Print every one of the following records word for word, omitting the pictures.
>> Begin Stored data
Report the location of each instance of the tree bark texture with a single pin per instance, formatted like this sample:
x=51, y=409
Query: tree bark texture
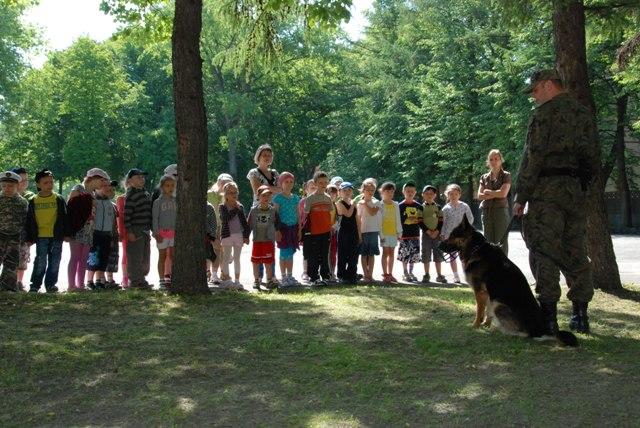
x=622, y=182
x=189, y=275
x=571, y=62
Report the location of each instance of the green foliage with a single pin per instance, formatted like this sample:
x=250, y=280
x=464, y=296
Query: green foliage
x=428, y=90
x=15, y=39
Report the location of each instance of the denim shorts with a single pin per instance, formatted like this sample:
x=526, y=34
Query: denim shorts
x=388, y=241
x=369, y=246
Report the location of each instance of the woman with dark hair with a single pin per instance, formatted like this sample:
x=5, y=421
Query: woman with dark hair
x=263, y=175
x=493, y=190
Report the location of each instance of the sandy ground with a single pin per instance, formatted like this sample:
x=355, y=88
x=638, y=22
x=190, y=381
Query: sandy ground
x=625, y=248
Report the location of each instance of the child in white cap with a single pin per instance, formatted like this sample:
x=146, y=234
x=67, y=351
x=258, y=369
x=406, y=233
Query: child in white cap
x=81, y=212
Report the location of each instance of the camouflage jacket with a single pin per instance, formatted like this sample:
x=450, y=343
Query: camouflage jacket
x=13, y=212
x=561, y=134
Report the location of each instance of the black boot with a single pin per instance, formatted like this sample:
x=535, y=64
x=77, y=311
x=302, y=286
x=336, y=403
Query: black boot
x=575, y=321
x=583, y=324
x=550, y=311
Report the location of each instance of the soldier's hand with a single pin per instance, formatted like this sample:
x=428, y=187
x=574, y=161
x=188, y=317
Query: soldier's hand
x=518, y=209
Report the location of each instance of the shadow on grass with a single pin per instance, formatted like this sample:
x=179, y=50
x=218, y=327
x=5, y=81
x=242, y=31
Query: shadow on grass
x=355, y=356
x=626, y=293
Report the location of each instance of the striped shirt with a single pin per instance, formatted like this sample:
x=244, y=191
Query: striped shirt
x=226, y=215
x=137, y=211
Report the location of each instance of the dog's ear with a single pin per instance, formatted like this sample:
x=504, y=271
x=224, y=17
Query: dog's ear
x=465, y=222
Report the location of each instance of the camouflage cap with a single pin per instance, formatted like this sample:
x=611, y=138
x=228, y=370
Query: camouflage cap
x=10, y=176
x=540, y=76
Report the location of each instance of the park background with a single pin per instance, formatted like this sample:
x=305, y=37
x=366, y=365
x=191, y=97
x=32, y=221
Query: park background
x=422, y=93
x=408, y=91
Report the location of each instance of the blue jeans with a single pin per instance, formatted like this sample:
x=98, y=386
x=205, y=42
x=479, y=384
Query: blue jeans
x=47, y=262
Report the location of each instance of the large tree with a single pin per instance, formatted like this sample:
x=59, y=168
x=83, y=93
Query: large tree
x=571, y=62
x=191, y=124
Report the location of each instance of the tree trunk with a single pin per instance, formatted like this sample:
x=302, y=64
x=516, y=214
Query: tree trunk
x=191, y=129
x=571, y=62
x=622, y=183
x=232, y=144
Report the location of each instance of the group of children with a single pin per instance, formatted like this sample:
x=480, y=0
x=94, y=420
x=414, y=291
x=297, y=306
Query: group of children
>> End Stored data
**Answer for this exercise:**
Report the location of each instance of the tree bark texture with a single pin per instance, formatted like this sample:
x=51, y=409
Query: tree bark texture
x=622, y=182
x=189, y=275
x=571, y=62
Report the location of each instance of the green foliage with a single pin per instance, formatted like this sample:
x=250, y=280
x=464, y=296
Query: green foliage
x=428, y=90
x=15, y=39
Report the location of each instance of the denim shorts with a single pin per instance, formatted like this sample:
x=526, y=34
Query: denim shorts
x=388, y=241
x=369, y=246
Report the location of each instance of the woman with dark hair with a single pin per instance, formatted like this sample:
x=5, y=421
Query: woman with dark hair
x=263, y=175
x=493, y=190
Report the location of each instance of the sandy ground with a single pin per instance, formatted like this sample:
x=355, y=88
x=638, y=22
x=190, y=381
Query: sandy ground
x=625, y=248
Report the location of each instance of the child in white cap with a single pin per instance, formatted like this sample:
x=146, y=234
x=67, y=351
x=258, y=369
x=406, y=233
Query: child in white cap
x=81, y=212
Report the location of each instance of the camouflage jacket with a single pin per instance, formatted like this sample:
x=450, y=343
Query: camouflage jacket
x=13, y=212
x=561, y=134
Report the location of each instance of the black boot with a single pin per instance, formatted like this sample:
x=535, y=64
x=77, y=311
x=302, y=286
x=336, y=403
Query: black boot
x=575, y=321
x=583, y=324
x=550, y=311
Report the location of each instance of the soldier's hand with a single pin per instance, formatted like this sample:
x=428, y=187
x=574, y=161
x=188, y=317
Query: soldier's hand
x=518, y=209
Report the location of each instance of the shadow on grass with a single pin per instance, formatted like this sample:
x=179, y=50
x=218, y=327
x=5, y=81
x=242, y=31
Query: shadow on grass
x=355, y=356
x=626, y=293
Report the location of each instance of the striped shirt with a single pin per instance, formatted like this sample:
x=244, y=191
Query: striped shirt
x=226, y=215
x=137, y=211
Report the location of each instance of the dog's ear with a single pin per instance, formatted like this sample:
x=504, y=271
x=224, y=17
Query: dog's ear
x=465, y=222
Report the location of each instance of the camouflage cap with a single pin per instance, formatted like this sample:
x=611, y=138
x=228, y=370
Query: camouflage cap
x=10, y=176
x=540, y=76
Report the location of each instance of the park background with a single pin per instance, formatted like this sample:
x=305, y=37
x=366, y=365
x=191, y=97
x=32, y=221
Query: park background
x=422, y=93
x=408, y=91
Report the location of each instance of the blue jeans with a single pin per instance, formatted like this sample:
x=98, y=386
x=205, y=42
x=479, y=384
Query: blue jeans
x=47, y=262
Report the location of each instance of the large tree with a single pin per instance, formatted like this sample:
x=59, y=168
x=83, y=93
Query: large tree
x=571, y=62
x=191, y=124
Report the location of each instance of the tree trunk with a single pin per instance, formatted like this sample:
x=302, y=64
x=516, y=214
Query: tree trunk
x=191, y=129
x=571, y=62
x=622, y=183
x=232, y=144
Report the location of each instance of the group of children with a single pin per instance, formatted like this sample:
x=480, y=0
x=94, y=420
x=414, y=291
x=297, y=306
Query: group of children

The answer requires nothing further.